## [AIM OF THE EXERCISE]
Gather every line of the entries below that contains the string "each", treating uppercase and lowercase as different, and copy those lines out in full.

## [SUPPLIED INFORMATION]
Begin

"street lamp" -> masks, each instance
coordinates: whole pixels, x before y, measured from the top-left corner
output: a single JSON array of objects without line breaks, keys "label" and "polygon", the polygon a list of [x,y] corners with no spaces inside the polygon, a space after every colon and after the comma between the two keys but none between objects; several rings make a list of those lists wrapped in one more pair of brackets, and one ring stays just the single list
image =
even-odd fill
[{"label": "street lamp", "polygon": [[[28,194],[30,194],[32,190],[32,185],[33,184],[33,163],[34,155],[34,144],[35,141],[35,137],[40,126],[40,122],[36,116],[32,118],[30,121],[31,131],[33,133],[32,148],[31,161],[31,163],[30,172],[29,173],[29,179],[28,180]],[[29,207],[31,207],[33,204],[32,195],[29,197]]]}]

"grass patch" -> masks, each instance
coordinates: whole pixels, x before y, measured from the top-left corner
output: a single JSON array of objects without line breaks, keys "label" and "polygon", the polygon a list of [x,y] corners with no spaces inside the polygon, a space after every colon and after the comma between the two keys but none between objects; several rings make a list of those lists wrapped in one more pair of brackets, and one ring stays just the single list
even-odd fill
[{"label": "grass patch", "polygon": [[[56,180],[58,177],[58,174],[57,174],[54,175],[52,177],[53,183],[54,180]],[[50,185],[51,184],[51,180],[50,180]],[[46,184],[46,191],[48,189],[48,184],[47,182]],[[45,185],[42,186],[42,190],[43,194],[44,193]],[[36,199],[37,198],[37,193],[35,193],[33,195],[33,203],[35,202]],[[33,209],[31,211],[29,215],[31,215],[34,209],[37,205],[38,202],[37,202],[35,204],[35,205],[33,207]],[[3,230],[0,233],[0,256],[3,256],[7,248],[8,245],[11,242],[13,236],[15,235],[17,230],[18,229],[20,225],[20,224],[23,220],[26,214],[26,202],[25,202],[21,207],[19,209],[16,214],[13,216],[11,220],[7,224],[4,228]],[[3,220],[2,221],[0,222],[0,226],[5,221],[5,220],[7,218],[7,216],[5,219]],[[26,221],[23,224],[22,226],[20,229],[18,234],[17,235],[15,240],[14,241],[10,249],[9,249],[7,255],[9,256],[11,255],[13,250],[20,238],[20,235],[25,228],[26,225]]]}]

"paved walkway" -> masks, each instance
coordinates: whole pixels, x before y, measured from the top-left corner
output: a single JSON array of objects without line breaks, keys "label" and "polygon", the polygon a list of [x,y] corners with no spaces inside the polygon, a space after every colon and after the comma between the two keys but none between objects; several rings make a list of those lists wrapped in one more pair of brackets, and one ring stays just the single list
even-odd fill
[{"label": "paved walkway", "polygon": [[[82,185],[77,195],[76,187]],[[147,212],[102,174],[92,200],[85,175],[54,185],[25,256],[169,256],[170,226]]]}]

End

## [COMPLETE ANSWER]
"street lamp" -> masks, each instance
"grass patch" -> masks, each instance
"paved walkway" -> masks, each instance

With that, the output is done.